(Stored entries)
## BEGIN

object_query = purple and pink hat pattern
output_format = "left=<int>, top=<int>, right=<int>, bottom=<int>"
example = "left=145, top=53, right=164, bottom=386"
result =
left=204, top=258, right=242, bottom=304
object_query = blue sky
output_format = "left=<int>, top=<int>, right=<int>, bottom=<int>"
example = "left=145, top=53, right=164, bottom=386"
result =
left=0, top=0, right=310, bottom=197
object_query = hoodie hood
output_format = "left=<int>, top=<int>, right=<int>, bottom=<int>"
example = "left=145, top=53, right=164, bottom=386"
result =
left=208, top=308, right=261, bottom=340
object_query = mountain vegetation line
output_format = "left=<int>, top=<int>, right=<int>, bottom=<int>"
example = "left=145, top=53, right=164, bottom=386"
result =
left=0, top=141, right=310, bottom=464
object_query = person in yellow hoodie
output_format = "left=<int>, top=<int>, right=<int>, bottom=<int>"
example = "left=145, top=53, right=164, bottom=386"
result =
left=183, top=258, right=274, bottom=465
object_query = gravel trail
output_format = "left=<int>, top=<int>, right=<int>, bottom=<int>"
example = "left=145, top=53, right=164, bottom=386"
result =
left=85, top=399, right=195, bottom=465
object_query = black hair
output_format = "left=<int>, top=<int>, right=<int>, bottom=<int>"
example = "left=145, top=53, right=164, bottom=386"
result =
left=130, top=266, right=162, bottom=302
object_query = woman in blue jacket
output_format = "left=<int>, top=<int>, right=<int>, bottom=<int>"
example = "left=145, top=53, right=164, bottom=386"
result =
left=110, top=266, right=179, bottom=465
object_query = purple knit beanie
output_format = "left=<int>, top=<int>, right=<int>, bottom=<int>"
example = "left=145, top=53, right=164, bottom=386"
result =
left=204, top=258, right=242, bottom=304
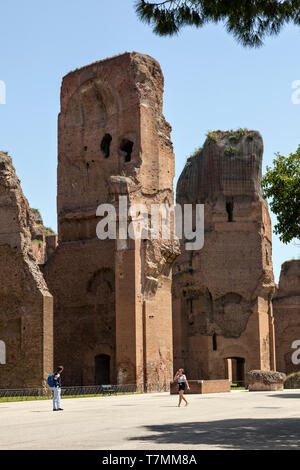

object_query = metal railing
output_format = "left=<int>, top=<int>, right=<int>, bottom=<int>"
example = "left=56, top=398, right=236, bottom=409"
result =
left=0, top=384, right=169, bottom=403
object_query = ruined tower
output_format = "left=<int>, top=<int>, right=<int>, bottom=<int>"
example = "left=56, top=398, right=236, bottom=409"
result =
left=44, top=52, right=176, bottom=389
left=273, top=260, right=300, bottom=374
left=173, top=129, right=275, bottom=382
left=0, top=152, right=53, bottom=388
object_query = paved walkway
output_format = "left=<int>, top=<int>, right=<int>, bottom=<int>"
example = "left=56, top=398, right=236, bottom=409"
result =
left=0, top=390, right=300, bottom=450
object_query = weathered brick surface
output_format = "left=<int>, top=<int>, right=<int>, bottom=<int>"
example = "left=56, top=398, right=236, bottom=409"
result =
left=173, top=131, right=275, bottom=380
left=170, top=379, right=230, bottom=395
left=273, top=260, right=300, bottom=374
left=44, top=53, right=178, bottom=388
left=0, top=152, right=53, bottom=388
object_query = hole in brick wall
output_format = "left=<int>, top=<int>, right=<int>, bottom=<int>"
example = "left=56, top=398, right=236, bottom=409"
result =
left=226, top=201, right=233, bottom=222
left=101, top=134, right=112, bottom=158
left=120, top=139, right=133, bottom=162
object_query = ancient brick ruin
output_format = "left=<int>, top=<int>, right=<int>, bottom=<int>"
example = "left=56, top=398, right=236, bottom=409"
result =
left=44, top=53, right=177, bottom=389
left=273, top=260, right=300, bottom=374
left=0, top=52, right=300, bottom=393
left=173, top=130, right=275, bottom=381
left=0, top=152, right=53, bottom=388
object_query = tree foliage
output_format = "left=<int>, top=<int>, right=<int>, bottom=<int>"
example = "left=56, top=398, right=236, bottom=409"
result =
left=136, top=0, right=300, bottom=47
left=262, top=146, right=300, bottom=243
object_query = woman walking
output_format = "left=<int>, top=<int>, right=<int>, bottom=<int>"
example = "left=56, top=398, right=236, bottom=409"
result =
left=174, top=369, right=190, bottom=406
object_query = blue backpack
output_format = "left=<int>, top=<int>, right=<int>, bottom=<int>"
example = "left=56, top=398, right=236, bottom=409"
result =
left=47, top=374, right=55, bottom=387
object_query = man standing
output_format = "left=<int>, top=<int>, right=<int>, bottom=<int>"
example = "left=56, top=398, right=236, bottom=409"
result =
left=52, top=366, right=64, bottom=411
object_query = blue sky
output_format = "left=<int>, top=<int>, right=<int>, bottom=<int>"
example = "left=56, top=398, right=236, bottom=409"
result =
left=0, top=0, right=300, bottom=281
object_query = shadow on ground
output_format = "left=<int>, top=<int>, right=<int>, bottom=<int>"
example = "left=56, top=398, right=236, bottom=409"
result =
left=267, top=393, right=300, bottom=400
left=129, top=418, right=300, bottom=450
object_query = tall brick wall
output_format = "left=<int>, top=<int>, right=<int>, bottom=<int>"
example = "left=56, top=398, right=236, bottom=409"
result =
left=0, top=152, right=53, bottom=388
left=273, top=260, right=300, bottom=374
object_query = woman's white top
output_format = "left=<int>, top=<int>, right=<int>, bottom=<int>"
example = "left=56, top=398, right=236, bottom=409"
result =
left=177, top=374, right=186, bottom=383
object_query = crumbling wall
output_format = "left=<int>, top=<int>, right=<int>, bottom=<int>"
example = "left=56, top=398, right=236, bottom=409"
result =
left=44, top=52, right=178, bottom=389
left=0, top=152, right=53, bottom=388
left=173, top=129, right=275, bottom=379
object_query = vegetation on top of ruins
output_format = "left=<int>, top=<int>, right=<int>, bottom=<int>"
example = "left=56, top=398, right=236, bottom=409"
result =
left=186, top=146, right=203, bottom=162
left=206, top=131, right=219, bottom=142
left=135, top=0, right=300, bottom=47
left=262, top=146, right=300, bottom=243
left=228, top=127, right=249, bottom=142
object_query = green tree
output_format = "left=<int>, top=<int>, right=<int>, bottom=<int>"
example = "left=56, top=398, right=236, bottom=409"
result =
left=136, top=0, right=300, bottom=47
left=262, top=146, right=300, bottom=243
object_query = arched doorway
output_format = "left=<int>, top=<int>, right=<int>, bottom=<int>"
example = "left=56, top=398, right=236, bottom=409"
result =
left=225, top=357, right=245, bottom=386
left=95, top=354, right=110, bottom=385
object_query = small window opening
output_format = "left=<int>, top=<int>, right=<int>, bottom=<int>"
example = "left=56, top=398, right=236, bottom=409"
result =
left=0, top=340, right=6, bottom=364
left=226, top=202, right=233, bottom=222
left=101, top=134, right=112, bottom=158
left=213, top=333, right=217, bottom=351
left=120, top=139, right=133, bottom=162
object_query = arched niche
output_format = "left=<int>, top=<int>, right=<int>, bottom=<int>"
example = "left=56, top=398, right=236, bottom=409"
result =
left=65, top=79, right=119, bottom=128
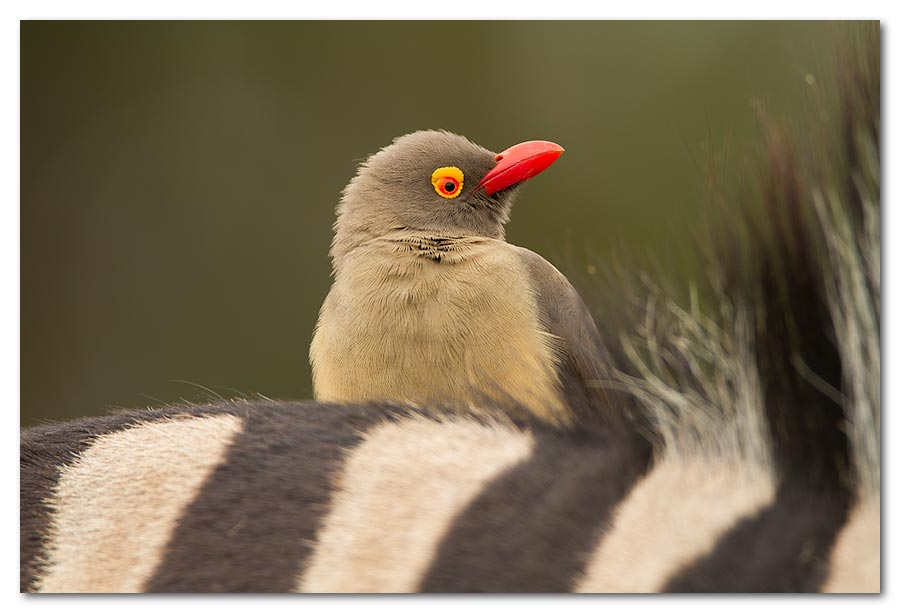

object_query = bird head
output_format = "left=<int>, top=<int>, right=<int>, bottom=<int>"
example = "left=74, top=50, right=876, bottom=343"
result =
left=333, top=130, right=563, bottom=251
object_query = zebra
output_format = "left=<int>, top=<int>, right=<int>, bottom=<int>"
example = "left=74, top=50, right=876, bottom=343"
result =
left=20, top=29, right=881, bottom=593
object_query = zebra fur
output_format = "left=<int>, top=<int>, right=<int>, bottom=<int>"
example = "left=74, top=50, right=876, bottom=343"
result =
left=20, top=27, right=881, bottom=592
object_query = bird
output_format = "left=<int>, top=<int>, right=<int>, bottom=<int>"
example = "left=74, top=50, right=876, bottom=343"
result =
left=310, top=130, right=605, bottom=423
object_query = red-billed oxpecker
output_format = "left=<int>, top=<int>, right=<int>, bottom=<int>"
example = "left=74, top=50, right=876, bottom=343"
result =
left=310, top=131, right=605, bottom=423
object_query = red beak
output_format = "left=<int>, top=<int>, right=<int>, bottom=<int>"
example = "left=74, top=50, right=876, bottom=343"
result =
left=475, top=140, right=565, bottom=196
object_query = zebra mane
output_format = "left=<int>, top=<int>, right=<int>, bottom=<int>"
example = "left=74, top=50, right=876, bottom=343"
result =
left=594, top=24, right=881, bottom=495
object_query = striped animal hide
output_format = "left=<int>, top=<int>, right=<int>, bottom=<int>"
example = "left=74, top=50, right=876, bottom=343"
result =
left=21, top=25, right=881, bottom=592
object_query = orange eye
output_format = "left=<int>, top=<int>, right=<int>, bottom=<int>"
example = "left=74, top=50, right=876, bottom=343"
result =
left=431, top=166, right=463, bottom=198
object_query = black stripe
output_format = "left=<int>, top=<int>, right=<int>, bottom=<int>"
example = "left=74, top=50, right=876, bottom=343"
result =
left=19, top=405, right=235, bottom=592
left=146, top=403, right=410, bottom=592
left=419, top=433, right=649, bottom=592
left=663, top=486, right=849, bottom=593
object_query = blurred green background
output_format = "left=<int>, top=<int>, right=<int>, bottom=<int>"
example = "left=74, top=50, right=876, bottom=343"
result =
left=21, top=22, right=842, bottom=426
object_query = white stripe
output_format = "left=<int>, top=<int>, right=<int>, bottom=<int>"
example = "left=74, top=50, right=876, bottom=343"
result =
left=298, top=418, right=534, bottom=592
left=37, top=415, right=242, bottom=592
left=576, top=459, right=775, bottom=593
left=822, top=497, right=881, bottom=593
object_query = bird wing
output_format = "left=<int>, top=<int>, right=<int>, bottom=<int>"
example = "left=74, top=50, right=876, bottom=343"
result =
left=517, top=247, right=611, bottom=412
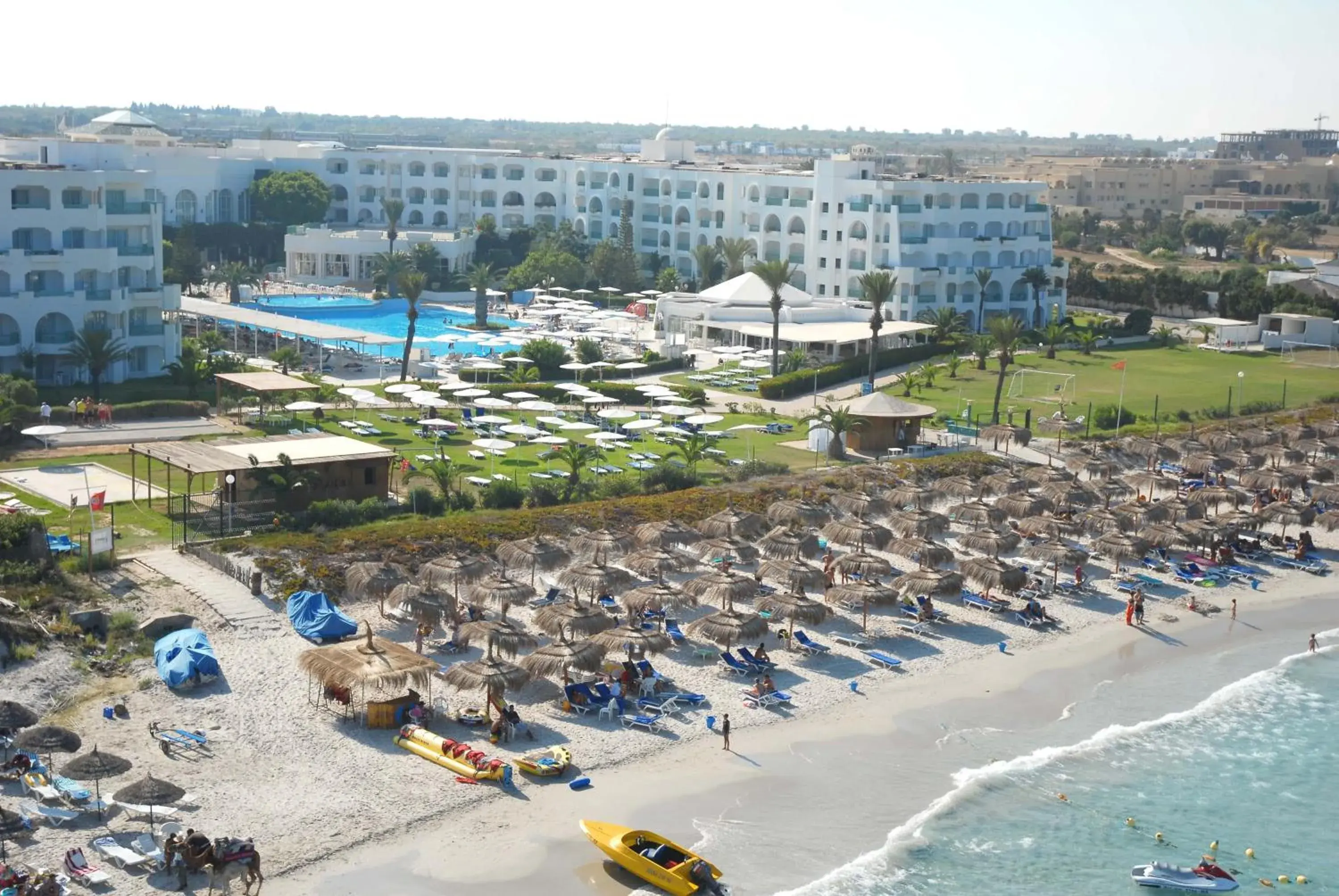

## END

EXERCISE PROMPT: Change "blue backpack" to "red backpack" in the data from the line containing "object_query = woman walking" through the line containing "left=47, top=374, right=55, bottom=387", inclusive. Rewrite only those lines, leaving everything else in them unchanged.

COMPLETED EXERCISE:
object_query = woman walking
output_format = "left=<int>, top=<int>, right=<int>, bottom=<int>"
example = "left=56, top=398, right=236, bottom=409"
result =
left=174, top=369, right=190, bottom=406
object_query = red backpack
output_format = "left=<int>, top=<int>, right=<int>, bottom=<int>"
example = "left=56, top=398, right=236, bottom=409"
result =
left=47, top=374, right=55, bottom=387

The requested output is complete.